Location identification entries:
— begin —
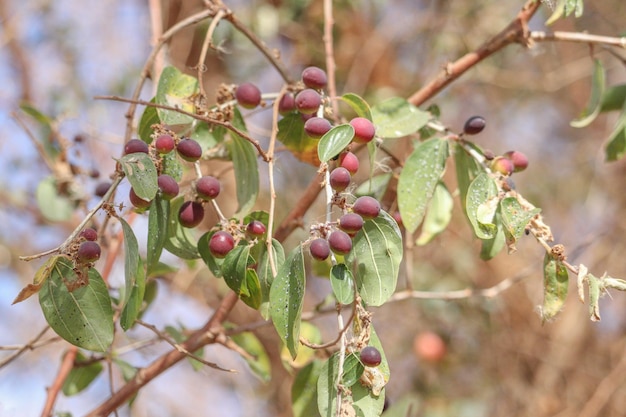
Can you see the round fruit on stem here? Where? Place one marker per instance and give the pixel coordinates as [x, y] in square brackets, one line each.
[221, 243]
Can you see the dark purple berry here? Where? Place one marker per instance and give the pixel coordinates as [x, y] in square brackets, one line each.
[164, 144]
[190, 214]
[319, 249]
[474, 125]
[256, 228]
[314, 77]
[349, 161]
[351, 223]
[308, 101]
[168, 186]
[221, 243]
[340, 242]
[370, 356]
[189, 150]
[208, 188]
[340, 179]
[138, 201]
[364, 130]
[367, 207]
[134, 146]
[89, 234]
[88, 251]
[248, 95]
[316, 127]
— end —
Reproduce every line of the listing above verbatim, omitting the picture.

Can you see the round fruit on stem here? Where? Place one marker per instance and give the pixel coordinates as [x, y] in square brackets, one line each.
[221, 243]
Can you see the dark purple berry here? Where? Place one marker per instance and give the pixel coordinates as [x, y] in square brackets, one line each.
[164, 144]
[190, 214]
[319, 249]
[474, 125]
[256, 228]
[314, 77]
[349, 161]
[351, 223]
[308, 101]
[168, 186]
[221, 243]
[340, 242]
[370, 356]
[189, 150]
[208, 188]
[340, 179]
[138, 201]
[364, 130]
[367, 207]
[134, 146]
[89, 234]
[88, 251]
[248, 95]
[316, 127]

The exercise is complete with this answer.